Referring expression data

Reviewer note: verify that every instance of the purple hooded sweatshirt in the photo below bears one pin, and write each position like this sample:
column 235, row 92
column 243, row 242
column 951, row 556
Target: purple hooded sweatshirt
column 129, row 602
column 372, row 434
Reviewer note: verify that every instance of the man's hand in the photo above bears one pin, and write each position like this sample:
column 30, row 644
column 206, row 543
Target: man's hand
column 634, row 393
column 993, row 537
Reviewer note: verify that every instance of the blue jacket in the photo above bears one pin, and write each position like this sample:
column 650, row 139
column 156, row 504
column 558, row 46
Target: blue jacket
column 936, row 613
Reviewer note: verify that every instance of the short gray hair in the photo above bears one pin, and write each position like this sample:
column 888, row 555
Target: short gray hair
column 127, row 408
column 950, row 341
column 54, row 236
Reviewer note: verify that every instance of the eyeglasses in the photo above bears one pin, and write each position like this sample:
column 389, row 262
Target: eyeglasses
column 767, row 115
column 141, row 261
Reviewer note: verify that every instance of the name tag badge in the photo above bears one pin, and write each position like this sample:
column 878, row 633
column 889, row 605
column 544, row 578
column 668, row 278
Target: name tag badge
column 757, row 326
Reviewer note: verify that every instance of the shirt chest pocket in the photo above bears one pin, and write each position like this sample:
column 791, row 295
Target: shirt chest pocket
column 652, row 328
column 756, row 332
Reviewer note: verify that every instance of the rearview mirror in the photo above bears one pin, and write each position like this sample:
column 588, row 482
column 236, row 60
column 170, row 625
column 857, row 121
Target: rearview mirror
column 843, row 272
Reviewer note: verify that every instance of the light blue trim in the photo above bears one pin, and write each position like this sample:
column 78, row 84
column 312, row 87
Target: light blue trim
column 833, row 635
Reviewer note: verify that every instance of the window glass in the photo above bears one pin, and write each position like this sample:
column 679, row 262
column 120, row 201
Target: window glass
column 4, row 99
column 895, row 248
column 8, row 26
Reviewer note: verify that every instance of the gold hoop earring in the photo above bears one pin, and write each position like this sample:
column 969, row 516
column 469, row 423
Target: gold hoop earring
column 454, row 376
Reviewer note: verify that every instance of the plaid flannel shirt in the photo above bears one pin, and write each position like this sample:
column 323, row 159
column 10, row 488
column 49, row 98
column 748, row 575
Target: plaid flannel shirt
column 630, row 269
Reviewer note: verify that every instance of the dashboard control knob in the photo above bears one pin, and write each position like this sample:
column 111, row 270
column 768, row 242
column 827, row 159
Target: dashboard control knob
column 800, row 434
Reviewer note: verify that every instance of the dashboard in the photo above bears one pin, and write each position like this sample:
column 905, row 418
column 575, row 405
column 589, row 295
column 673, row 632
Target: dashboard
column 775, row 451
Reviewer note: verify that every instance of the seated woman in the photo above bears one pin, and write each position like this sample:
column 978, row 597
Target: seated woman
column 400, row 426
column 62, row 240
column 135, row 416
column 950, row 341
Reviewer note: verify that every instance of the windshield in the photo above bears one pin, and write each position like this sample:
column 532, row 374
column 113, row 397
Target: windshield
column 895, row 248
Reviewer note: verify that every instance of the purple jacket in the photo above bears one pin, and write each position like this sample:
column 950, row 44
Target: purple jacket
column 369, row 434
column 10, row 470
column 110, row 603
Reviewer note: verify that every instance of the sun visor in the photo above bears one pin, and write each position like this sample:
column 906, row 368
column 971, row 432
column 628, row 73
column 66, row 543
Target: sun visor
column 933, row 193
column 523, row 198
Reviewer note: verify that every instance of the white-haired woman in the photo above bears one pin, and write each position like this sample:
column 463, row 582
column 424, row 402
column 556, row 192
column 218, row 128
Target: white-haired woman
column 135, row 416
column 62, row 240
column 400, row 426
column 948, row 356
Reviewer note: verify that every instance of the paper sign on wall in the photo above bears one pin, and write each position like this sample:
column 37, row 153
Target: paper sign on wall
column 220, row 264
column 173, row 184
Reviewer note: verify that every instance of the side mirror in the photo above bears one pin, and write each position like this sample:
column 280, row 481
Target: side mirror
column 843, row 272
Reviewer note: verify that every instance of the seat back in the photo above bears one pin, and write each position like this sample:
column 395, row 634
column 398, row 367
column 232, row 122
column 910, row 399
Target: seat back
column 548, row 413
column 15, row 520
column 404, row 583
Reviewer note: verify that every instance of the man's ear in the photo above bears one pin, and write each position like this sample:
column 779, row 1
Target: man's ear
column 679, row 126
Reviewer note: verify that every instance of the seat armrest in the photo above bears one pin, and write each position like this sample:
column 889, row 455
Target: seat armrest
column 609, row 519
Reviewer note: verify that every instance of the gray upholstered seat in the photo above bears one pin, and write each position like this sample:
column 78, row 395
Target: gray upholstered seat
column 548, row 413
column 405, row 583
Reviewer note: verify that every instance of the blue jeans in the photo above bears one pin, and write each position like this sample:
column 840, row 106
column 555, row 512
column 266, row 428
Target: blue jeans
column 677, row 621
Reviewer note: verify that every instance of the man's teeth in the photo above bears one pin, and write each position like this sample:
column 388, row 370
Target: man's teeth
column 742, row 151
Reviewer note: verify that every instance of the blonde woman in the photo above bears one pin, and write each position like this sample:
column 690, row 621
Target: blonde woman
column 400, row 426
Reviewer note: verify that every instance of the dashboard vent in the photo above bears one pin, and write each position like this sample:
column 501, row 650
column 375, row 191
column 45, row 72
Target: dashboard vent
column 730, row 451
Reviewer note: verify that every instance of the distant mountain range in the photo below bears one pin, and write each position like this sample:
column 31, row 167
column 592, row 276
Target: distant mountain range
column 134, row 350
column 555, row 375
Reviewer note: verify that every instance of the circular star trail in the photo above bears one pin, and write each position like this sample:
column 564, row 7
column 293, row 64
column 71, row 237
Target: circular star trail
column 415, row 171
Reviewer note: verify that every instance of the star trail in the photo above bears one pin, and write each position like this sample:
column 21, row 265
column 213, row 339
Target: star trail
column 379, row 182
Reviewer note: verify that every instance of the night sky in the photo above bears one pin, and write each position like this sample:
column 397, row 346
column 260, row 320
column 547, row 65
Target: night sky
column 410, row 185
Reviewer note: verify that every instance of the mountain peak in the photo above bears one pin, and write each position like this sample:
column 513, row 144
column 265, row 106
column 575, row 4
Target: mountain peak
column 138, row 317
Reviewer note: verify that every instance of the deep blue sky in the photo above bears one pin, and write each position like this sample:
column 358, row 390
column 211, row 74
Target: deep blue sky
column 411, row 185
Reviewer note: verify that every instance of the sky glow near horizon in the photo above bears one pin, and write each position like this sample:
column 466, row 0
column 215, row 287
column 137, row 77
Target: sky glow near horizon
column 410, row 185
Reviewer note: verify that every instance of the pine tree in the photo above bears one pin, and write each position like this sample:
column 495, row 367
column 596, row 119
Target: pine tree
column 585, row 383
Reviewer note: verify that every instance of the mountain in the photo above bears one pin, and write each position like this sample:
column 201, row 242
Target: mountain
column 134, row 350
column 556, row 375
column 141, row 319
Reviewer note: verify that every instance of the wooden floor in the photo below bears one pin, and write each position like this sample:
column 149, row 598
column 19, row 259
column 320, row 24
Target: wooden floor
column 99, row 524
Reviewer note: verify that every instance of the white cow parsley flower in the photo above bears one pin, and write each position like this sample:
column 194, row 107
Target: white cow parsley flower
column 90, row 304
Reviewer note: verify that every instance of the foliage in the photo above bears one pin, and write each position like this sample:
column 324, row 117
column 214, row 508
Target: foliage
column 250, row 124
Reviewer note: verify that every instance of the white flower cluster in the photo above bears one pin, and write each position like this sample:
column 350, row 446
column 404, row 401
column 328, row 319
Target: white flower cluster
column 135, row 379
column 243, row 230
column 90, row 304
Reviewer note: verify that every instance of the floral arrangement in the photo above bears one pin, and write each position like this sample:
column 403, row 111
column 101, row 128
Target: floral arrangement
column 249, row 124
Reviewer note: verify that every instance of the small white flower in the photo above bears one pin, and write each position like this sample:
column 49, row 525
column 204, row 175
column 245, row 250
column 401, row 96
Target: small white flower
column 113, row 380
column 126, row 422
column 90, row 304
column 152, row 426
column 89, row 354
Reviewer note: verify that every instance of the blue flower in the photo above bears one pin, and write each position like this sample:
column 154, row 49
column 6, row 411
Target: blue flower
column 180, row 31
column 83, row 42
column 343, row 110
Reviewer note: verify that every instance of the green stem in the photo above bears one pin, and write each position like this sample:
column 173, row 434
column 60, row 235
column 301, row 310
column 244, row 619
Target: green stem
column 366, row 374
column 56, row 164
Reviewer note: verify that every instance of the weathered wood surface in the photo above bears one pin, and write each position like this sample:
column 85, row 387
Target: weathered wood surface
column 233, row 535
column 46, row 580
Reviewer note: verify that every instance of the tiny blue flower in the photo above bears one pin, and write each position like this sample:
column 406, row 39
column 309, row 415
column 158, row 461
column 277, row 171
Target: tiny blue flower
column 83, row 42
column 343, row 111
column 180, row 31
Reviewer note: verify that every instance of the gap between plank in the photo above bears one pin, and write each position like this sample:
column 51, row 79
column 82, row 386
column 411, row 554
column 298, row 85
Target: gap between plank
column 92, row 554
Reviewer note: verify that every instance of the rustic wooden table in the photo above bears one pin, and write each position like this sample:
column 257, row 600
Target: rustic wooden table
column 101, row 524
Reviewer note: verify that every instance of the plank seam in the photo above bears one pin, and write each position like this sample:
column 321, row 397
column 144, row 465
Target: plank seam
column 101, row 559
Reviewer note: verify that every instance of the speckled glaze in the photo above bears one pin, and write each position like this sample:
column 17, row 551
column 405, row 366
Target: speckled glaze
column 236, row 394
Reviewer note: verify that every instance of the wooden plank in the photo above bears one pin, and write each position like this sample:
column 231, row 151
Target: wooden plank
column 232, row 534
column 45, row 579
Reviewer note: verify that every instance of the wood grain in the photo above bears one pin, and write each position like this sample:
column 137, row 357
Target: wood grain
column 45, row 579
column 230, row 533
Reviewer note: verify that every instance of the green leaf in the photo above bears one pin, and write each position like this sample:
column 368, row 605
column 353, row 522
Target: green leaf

-- ACTIVITY --
Copy out only the lines above from the one with "Target: foliage" to the one with "column 158, row 461", inclusive, exactly as they stand.

-- TASK RESPONSE --
Target: foliage
column 250, row 124
Reviewer note: verify that every instance of the white flower cluster in the photo above bears one pin, and write each position like this sample:
column 350, row 446
column 404, row 401
column 328, row 319
Target: white flower cluster
column 135, row 379
column 243, row 230
column 90, row 304
Reviewer note: verify that every instance of the floral arrangement in the photo above bears one pin, and write each position like this sample:
column 403, row 111
column 101, row 128
Target: floral arrangement
column 249, row 124
Reviewer note: verify that every instance of the small white flower in the photo above bears one pin, and write each position like this sample:
column 49, row 525
column 204, row 175
column 245, row 250
column 401, row 96
Target: small white flower
column 113, row 380
column 126, row 422
column 90, row 304
column 152, row 426
column 89, row 354
Reviewer note: verify that every instance of the blue flower in the photo above bears one pin, and write each position like this sample:
column 154, row 49
column 6, row 411
Target: blue flower
column 180, row 31
column 83, row 42
column 343, row 110
Reviewer note: verify that every instance of the green stem in the photo above bears one pin, and write each position like this sample:
column 173, row 434
column 60, row 235
column 301, row 310
column 244, row 619
Target: green stem
column 366, row 374
column 56, row 164
Reviewer note: verify that every instance of the weathered wood surface in the photo above bears one pin, and write each position like this sample:
column 85, row 387
Target: weathered wood surface
column 233, row 535
column 46, row 580
Reviewer note: verify that every instance of the tiny blue flower in the photo above bears one pin, and write each position like this sample:
column 406, row 39
column 309, row 415
column 158, row 461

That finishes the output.